_Task description_
Exactly as they appear, reproduce the lines from the one holding "[mark] tree canopy" through the last line of the material below.

_Records for this exercise_
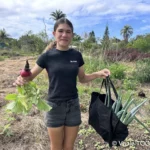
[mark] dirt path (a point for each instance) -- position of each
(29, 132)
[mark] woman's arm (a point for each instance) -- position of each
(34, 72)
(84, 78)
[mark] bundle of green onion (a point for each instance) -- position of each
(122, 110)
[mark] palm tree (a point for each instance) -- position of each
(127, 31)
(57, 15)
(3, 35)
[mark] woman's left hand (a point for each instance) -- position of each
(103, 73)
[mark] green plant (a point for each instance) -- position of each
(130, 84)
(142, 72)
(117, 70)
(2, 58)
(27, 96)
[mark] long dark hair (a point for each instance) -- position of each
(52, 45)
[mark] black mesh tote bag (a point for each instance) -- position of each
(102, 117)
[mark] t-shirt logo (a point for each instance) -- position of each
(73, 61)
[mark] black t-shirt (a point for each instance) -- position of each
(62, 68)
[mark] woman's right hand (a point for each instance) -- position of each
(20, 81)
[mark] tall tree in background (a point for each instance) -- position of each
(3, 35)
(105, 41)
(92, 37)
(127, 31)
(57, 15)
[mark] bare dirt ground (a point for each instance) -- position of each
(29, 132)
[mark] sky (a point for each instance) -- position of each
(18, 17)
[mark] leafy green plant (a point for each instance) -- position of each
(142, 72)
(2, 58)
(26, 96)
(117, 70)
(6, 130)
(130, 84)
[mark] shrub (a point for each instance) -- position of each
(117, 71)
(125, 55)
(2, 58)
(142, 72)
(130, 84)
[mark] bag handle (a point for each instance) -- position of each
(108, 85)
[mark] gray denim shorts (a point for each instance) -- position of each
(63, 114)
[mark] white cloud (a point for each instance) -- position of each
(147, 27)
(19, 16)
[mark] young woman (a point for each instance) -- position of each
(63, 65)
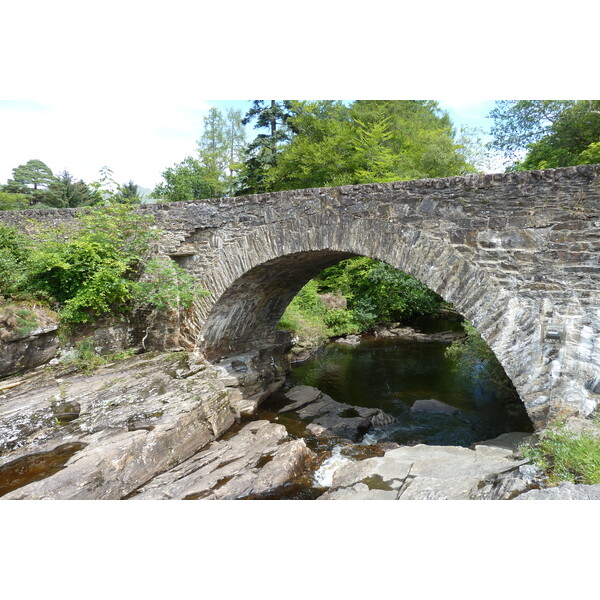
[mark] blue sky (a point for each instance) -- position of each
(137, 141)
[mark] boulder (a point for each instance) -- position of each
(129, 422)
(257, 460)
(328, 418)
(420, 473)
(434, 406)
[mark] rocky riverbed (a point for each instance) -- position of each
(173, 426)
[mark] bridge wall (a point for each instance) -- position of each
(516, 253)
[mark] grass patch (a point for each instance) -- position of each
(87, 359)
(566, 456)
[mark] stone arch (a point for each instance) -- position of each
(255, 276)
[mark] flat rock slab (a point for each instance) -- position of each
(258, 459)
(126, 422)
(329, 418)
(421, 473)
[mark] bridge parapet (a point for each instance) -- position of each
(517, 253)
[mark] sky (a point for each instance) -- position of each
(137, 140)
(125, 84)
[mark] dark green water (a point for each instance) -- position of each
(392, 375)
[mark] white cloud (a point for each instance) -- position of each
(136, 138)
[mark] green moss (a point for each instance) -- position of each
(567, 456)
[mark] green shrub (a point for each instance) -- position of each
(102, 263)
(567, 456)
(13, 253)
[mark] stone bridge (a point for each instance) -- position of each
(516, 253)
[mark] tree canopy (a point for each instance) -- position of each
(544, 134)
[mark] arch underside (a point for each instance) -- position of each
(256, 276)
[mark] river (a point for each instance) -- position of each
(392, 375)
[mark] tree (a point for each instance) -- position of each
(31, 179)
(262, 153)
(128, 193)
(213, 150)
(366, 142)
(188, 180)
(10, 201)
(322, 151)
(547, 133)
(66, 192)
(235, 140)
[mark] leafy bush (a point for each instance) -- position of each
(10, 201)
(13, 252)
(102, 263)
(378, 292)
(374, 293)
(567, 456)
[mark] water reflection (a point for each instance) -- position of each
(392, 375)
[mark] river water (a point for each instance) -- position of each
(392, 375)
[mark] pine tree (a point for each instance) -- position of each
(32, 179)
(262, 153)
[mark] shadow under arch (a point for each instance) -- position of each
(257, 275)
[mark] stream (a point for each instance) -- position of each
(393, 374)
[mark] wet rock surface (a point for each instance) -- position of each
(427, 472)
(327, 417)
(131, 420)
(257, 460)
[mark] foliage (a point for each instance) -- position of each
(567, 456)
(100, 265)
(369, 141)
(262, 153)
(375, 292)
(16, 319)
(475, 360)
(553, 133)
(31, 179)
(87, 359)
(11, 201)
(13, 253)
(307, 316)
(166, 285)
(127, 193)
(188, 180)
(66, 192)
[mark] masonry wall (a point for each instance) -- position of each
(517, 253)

_Worked solution_
[mark] tree canopy (a point for each instance) -- position of each
(544, 134)
[mark] arch underside (a point for each instance) -- position of each
(256, 276)
[mark] river (a point for each instance) -- position of each
(392, 375)
[mark] tree (a point for each instance) -- position of each
(31, 179)
(262, 153)
(128, 193)
(213, 150)
(366, 142)
(188, 180)
(10, 201)
(322, 151)
(547, 133)
(66, 192)
(235, 140)
[mark] leafy bush (a point for each instance) -- position of each
(10, 201)
(13, 252)
(102, 263)
(378, 292)
(374, 293)
(567, 456)
[mark] water reflection (a point for each instance) -- position of each
(392, 375)
[mark] river water (a point for each instance) -- position of each
(392, 375)
[mark] pine tree (a point for each instance) -- position of each
(32, 179)
(262, 153)
[mark] shadow under arch (a point for each instance) -- position of each
(257, 275)
[mark] stream (a point for each instance) -- position of each
(393, 374)
[mark] wet rock surface (a point for each instance) -- position of each
(427, 472)
(327, 417)
(131, 420)
(257, 460)
[mark] foliage (a point for each instance) -- position of each
(567, 456)
(100, 265)
(369, 141)
(262, 153)
(375, 292)
(16, 319)
(475, 360)
(553, 133)
(31, 179)
(87, 359)
(11, 201)
(13, 253)
(307, 316)
(166, 285)
(127, 193)
(188, 180)
(66, 192)
[mark] masonry wall (a point for each instance) -- position of each
(517, 253)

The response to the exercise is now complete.